[Stored items from a collection]
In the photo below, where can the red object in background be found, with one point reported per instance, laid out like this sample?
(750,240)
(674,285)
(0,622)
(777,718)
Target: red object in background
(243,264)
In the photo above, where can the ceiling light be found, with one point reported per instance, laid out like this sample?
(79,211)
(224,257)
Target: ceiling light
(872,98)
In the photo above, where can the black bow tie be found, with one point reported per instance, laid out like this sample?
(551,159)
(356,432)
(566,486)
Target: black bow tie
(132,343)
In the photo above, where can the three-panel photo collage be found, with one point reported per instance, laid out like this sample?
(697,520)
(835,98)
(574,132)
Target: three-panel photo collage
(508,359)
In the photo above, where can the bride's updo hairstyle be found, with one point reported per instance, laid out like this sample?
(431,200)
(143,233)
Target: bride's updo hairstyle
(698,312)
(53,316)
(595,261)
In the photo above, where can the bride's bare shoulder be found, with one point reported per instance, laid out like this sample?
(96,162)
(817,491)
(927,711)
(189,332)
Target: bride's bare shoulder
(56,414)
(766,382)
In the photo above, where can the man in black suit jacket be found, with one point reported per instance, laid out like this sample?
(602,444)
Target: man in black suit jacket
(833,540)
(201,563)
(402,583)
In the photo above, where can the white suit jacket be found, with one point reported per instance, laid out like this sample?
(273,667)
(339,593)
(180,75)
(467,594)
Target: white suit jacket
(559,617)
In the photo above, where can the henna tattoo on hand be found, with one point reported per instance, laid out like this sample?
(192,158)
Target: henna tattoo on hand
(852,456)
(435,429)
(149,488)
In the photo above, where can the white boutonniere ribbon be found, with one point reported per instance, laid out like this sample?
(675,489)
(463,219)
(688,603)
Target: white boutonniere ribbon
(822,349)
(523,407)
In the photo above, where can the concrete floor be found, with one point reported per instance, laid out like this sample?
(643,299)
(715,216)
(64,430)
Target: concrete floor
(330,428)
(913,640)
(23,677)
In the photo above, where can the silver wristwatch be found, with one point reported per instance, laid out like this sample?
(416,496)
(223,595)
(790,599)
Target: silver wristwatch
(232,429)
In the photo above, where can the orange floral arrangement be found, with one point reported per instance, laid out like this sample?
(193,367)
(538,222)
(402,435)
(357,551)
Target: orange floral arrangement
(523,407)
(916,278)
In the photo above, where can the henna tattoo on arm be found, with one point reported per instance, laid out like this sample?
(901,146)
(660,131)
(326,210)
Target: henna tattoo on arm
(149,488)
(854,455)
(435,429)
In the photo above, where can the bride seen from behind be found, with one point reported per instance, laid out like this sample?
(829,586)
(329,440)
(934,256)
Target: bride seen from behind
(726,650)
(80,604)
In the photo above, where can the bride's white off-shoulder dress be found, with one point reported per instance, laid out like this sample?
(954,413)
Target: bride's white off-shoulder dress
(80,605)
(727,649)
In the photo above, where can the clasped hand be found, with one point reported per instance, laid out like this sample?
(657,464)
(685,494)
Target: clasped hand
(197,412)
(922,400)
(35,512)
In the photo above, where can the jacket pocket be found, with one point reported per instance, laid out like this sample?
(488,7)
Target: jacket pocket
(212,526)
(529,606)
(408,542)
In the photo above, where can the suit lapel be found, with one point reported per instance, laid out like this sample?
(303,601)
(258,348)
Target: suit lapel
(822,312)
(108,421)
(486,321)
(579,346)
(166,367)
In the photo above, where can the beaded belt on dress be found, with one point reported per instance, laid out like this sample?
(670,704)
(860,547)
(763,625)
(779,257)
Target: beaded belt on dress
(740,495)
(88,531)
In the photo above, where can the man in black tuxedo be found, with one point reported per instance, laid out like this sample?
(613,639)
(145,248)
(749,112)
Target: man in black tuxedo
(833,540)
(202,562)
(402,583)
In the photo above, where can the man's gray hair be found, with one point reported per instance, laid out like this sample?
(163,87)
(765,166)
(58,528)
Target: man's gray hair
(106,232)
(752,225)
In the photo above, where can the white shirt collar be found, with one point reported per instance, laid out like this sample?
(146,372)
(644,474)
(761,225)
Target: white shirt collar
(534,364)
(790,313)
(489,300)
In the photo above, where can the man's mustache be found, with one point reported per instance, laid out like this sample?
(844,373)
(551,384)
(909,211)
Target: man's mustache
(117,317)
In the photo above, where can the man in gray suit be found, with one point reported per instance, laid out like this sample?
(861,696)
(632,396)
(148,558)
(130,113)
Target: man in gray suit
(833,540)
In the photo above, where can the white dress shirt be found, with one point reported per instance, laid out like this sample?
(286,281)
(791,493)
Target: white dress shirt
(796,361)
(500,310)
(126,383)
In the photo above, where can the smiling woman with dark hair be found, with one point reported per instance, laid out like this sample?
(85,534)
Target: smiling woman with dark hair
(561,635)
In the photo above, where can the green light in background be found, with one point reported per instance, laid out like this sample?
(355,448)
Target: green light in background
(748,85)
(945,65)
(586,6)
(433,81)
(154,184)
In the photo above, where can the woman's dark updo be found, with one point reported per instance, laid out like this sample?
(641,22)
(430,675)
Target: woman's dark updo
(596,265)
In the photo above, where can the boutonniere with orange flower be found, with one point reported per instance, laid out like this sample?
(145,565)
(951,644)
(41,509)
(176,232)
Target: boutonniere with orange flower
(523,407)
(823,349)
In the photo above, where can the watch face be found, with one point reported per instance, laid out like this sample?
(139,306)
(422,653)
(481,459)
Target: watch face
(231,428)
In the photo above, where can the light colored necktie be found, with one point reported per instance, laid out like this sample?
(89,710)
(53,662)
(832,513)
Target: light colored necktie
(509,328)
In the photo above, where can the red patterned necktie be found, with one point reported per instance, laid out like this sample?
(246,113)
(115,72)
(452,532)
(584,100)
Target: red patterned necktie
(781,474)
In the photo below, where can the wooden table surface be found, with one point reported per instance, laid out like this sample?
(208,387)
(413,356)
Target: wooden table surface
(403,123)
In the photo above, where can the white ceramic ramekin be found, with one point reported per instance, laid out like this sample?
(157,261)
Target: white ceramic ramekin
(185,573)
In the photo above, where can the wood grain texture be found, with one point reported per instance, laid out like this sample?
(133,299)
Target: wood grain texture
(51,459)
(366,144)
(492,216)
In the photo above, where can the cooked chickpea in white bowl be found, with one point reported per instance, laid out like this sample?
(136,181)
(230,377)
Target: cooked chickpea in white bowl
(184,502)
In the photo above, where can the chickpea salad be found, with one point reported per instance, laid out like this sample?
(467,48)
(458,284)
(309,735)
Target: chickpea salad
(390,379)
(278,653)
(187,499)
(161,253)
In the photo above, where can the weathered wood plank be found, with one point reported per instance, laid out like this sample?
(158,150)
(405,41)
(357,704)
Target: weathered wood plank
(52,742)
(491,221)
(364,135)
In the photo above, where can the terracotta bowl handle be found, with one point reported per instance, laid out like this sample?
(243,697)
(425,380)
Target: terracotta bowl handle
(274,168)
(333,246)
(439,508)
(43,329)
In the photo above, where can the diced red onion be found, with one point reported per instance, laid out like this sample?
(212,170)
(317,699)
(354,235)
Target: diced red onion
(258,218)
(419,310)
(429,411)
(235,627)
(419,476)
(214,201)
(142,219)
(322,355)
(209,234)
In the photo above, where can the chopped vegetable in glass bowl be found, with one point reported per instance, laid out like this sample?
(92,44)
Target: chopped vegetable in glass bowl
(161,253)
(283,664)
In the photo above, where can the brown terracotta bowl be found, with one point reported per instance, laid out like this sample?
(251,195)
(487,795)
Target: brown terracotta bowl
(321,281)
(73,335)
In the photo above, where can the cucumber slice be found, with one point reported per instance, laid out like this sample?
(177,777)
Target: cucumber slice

### What to produce
Each record above should be output again exactly.

### Solution for this exercise
In the photo below, where can the red object in background be found, with one point reported per instance, laid out like this sample?
(750,240)
(674,285)
(0,622)
(777,718)
Target: red object in background
(243,264)
In the photo above, where can the ceiling light be found, with one point reported per instance, laid out like this sample?
(79,211)
(224,257)
Target: ceiling light
(872,98)
In the photo above, where can the black bow tie be found, with one point reported per instance, laid out like this sample?
(551,159)
(356,432)
(566,486)
Target: black bow tie
(132,343)
In the photo above, where can the three-panel photo collage be found, with one point reported per instance, laid out like this sample?
(697,520)
(835,98)
(574,132)
Target: three-panel photo collage
(508,359)
In the photo above, where can the bride's updo hairstyle be found, with one point reported per instance, laid out like this sample?
(431,200)
(143,233)
Target: bride's updo hairstyle
(698,312)
(53,316)
(595,261)
In the photo above, where can the bride's bare shoulder be found, with one point reported per instance, laid out like this sample?
(96,162)
(817,491)
(927,711)
(189,332)
Target: bride's bare shoulder
(56,414)
(766,382)
In the photo above, where can the man in black suit jacket be found, with one point reported per instance, laid out like this sample?
(602,444)
Target: man in black suit jacket
(833,540)
(201,563)
(402,583)
In the photo above, where can the white suit jacket be found, with one point reported per instance, laid out like this sample?
(273,667)
(339,593)
(180,75)
(467,594)
Target: white suit jacket
(559,617)
In the photo above, where can the henna tattoo on hand be found, with one point reported per instance, laid out like this sample?
(192,158)
Target: henna tattoo on hand
(852,456)
(435,429)
(149,488)
In the photo above, where can the white boutonniere ribbon be found, with one point reported per instance, laid out like this sample?
(675,489)
(463,219)
(688,603)
Target: white boutonniere ribbon
(822,349)
(523,407)
In the photo above, where can the concrete floor be found, with one point reported per instance, laid out like this sample?
(643,299)
(715,216)
(64,430)
Target: concrete floor
(330,428)
(913,640)
(23,677)
In the photo above, where can the silver wristwatch be found, with one point reported per instance, laid out like this sample?
(416,496)
(223,595)
(790,599)
Target: silver wristwatch
(232,429)
In the photo above, where can the orange floral arrangement be found, with one point reported per instance, laid out like this sample?
(193,367)
(538,222)
(402,435)
(357,551)
Target: orange floral arrangement
(523,407)
(916,278)
In the photo above, where can the henna tattoo on arm be found, with one point reported per instance, laid out like this sample?
(901,146)
(660,131)
(326,210)
Target: henna tattoo on arm
(149,488)
(854,455)
(435,429)
In the photo above, where can the bride seen from behind be found, with one point reported per instance, laid out like this sample?
(829,586)
(329,440)
(934,256)
Target: bride seen from behind
(726,650)
(80,604)
In the photo above, where can the bride's white off-shoulder dress be found, with one point reported per instance, laid out like this sample?
(954,413)
Target: bride's white off-shoulder dress
(80,605)
(727,649)
In the photo above, where can the clasped hand be found, with one point reported per instance, laid out like this sample?
(657,464)
(685,494)
Target: clasped hand
(197,412)
(922,400)
(35,512)
In the photo above, where can the jacket pocket be found, with one point reported per instance, laid out like this sample?
(488,7)
Target: jacket pocket
(212,526)
(529,606)
(408,542)
In the photo above, where can the suit lapel be found, with one point reported per instance, laid out like this sample?
(303,601)
(258,348)
Target: suit lapel
(822,312)
(108,421)
(486,321)
(579,346)
(166,367)
In the photo above, where can the beaded belt on dress be found, with one point reported per instance, laid out like this sample?
(670,704)
(860,547)
(763,625)
(779,257)
Target: beaded belt on dress
(740,495)
(88,531)
In the photo above, where can the man in black tuxedo be found, with one point reported per instance, laid out like this sample?
(613,639)
(145,248)
(749,112)
Target: man in black tuxedo
(833,540)
(202,562)
(402,583)
In the photo above, where can the man's gray hair be found, with one point reported per instance, laid out like this sample?
(163,87)
(765,166)
(58,528)
Target: man's gray hair
(106,232)
(752,225)
In the photo above, where can the white shirt collar be found, with one point reported per instance, laid out like this sample?
(146,372)
(644,474)
(761,225)
Target: white shirt collar
(534,364)
(790,313)
(489,300)
In the photo above, where can the man's mustache be found, with one point reported per instance, laid out like this sample?
(844,373)
(551,384)
(909,211)
Target: man's mustache
(117,317)
In the photo above, where can the man in gray suit be found, with one point reported per instance, laid out like this sample?
(861,696)
(632,396)
(148,558)
(130,113)
Target: man in gray suit
(833,540)
In the photo above, where can the white dress shirt be found, with one point reported per instance, laid out like this sample?
(286,281)
(791,493)
Target: white dress shirt
(796,361)
(500,310)
(126,383)
In the photo above, where can the smiling woman with dark hair be found, with one point reported per instance, laid out like this sample?
(85,534)
Target: smiling woman with dark hair
(561,635)
In the photo above, where can the green light in background be found, with one point reported per instance, laid out like this sample?
(355,448)
Target: green light in background
(748,85)
(945,65)
(586,6)
(433,81)
(154,184)
In the photo above, where can the woman's dark updo be found, with one point reported per instance, laid out like this sample?
(641,22)
(430,675)
Target: woman's dark updo
(596,265)
In the photo above, where can the boutonniere with orange flower be found, with one point reported per instance, laid out like this sample?
(145,565)
(951,644)
(41,509)
(176,232)
Target: boutonniere with orange flower
(523,407)
(823,349)
In the photo above, where can the watch face be found, with one point reported per instance, laid out like this sample?
(139,306)
(422,653)
(481,459)
Target: watch face
(231,428)
In the photo above, where can the light colored necktie be found, with one point reported per instance, laid out like this sample?
(89,710)
(53,662)
(832,513)
Target: light colored necktie
(509,328)
In the photo above, where can the red patterned necktie be found, with one point reported per instance, laid out like this sample?
(246,113)
(115,72)
(452,532)
(584,100)
Target: red patterned necktie
(781,474)
In the photo below, where can the wooden table surface be found, with one point reported per instance, laid out like this sample?
(208,387)
(413,356)
Target: wooden table surface
(403,123)
In the photo above, where can the white ceramic ramekin be found, with one point reported per instance, laid out like this sample?
(157,261)
Target: white ceramic ramekin
(185,573)
In the photo above, where can the wood grain texture be found, with one point reported per instance, laid out like this sample?
(133,299)
Target: wood grain texture
(51,459)
(366,144)
(492,216)
In the photo above, where can the cooked chickpea in white bowl be found, with one point reported per instance, laid out like this sample?
(136,181)
(230,377)
Target: cooked chickpea in white bowl
(184,502)
In the photo above, where can the chickpea salad be found, with one point reported per instance, laid out like this sample?
(467,48)
(458,284)
(309,735)
Target: chickpea salad
(390,379)
(278,653)
(187,499)
(161,253)
In the photo above, where can the weathered wood plank be found, with one point reported per instance, laid out like this sample?
(158,150)
(405,41)
(357,704)
Target: weathered wood plank
(52,742)
(491,221)
(364,135)
In the photo above, where can the terracotta bowl handle be found, with one point reported per instance, laid out like this sample?
(243,697)
(425,380)
Target: terracotta bowl handle
(274,168)
(333,246)
(439,508)
(43,329)
In the photo above, where can the diced red onion be found, with one point reported per instance, laid out like this sample?
(212,170)
(317,699)
(354,235)
Target: diced red onion
(258,218)
(419,310)
(429,411)
(235,627)
(419,476)
(214,201)
(142,219)
(322,355)
(209,234)
In the photo above, where can the chopped vegetable in glass bowl be found, with one point reported per instance, laid out like this sample?
(92,44)
Target: chopped vegetable in glass bowl
(161,253)
(283,664)
In the photo above, where can the brown terracotta bowl be found, with one point reported per instance, laid out like this sample?
(251,195)
(487,795)
Target: brown terracotta bowl
(321,281)
(73,335)
In the photo above, where can the cucumber slice be found, with one point reported per instance, laid out like this sample?
(177,777)
Target: cucumber slice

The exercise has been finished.